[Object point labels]
______
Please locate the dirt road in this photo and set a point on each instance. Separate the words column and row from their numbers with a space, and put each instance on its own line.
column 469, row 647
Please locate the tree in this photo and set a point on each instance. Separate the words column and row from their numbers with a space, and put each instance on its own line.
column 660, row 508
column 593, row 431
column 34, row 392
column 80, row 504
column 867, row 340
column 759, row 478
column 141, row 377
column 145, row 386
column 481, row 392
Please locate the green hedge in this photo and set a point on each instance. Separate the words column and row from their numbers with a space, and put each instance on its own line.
______
> **PROMPT**: Copy the lines above verbatim, without any changes.

> **OUTPUT FOR THIS TASK**:
Please locate the dirt road in this photo and set a point on each instance. Separate the words column and row from their numbers with a space, and put each instance on its own line.
column 469, row 647
Please locate the tree in this photo and set a point on each instance. Separate the words column and row from their numbers with a space, and put each instance on its own line.
column 660, row 508
column 593, row 431
column 34, row 392
column 80, row 504
column 867, row 340
column 759, row 478
column 141, row 377
column 145, row 386
column 481, row 392
Please locate the green hedge in this photo and set a point on each instance. Separate the words column and row from their numbers with a space, and put each instance on its own line.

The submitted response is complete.